Source document
London, September 26 : Scientists have warned that the combined force of climate change, pollution, disease, habitat loss and degradation, could wipeout amphibians by 2050.
According to a report in the Times, the team of scientists, from the Zoological Society of London, has also said that half of Europe's amphibian species could be wiped out in the next 40 years.
After assessing the amphibians' prospects, they predicted that more than 50 per cent of the 81 species native to Europe faced extinction by 2050.
Even surviving species, according to them, were likely to suffer a decline in numbers and distribution, including the common toad in Britain, which is already being affected by climate change.
They said that in the short term, many species would need to be taken into captivity because they faced extinction in the wild.
In the long term, although pollution could be reduced and habitats restored in limited areas, the survival of amphibians in Europe depended on solutions to climate change and cures to diseases being found.
They based their predictions on a review of past published papers and modelling programmes, combined with findings from current conservation projects.
Sir David Attenborough, a naturalist and broadcaster, described amphibians as "the lifeblood of many environments" because of the important role they played in them, such as providing food for larger animals.
"It is both extraordinary and terrifying that in just a few decades the world could lose half of all these species," he said.

Supplied information
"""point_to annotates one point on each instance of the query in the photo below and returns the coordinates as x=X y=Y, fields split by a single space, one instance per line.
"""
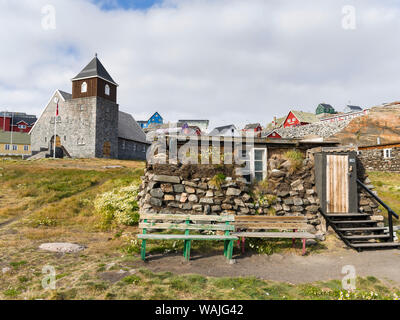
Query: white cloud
x=227 y=61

Tasks for this exercise
(1) Return the part of the amphibian article between "Even surviving species, according" and "in the wild.", inclusive, copied word for word.
(2) Do these statements agree with the amphibian article? Answer yes or no for each, quoting the deciding words. (a) The scientists behind the warning were from the Zoological Society of London. (b) The predictions rested only on new field surveys. (c) The common toad in Britain is already being affected by climate change.
(3) How would the amphibian article go on after its final sentence? Extend it from there.

Responses in order
(1)
Even surviving species, according to them, were likely to suffer a decline in numbers and distribution, including the common toad in Britain, which is already being affected by climate change.
They said that in the short term, many species would need to be taken into captivity because they faced extinction in the wild.

(2)
(a) Yes: "the team of scientists, from the Zoological Society of London"
(b) No: "They based their predictions on a review of past published papers and modelling programmes, combined with findings from current conservation projects."
(c) Yes: "including the common toad in Britain, which is already being affected by climate change"

(3)
He hoped "that we will not be hearing the dying croaks of these amazing creatures in the years to come".
Dr Garner, a ZSL research fellow, said that the species most under threat were those that could not escape threats by migrating into new territories.
Island species were particularly vulnerable, but even mainland European amphibians faced geographical barriers such as mountains.
For example, one of the most threatened amphibians in Europe is the Majorcan midwife toad, the male of which carries the fertilised eggs until they are ready to hatch.
The toads are limited to only 30 sites in Majorca, on which the deadly chytrid fungus was found recently.
According to Dr Garner, "A lot of amphibian habitat is going to become unsuitable. That puts them at risk. Combined with that there are other pressures including disease, existing habitat loss and pollution. I think greater than half are threatened with extinction by 2050."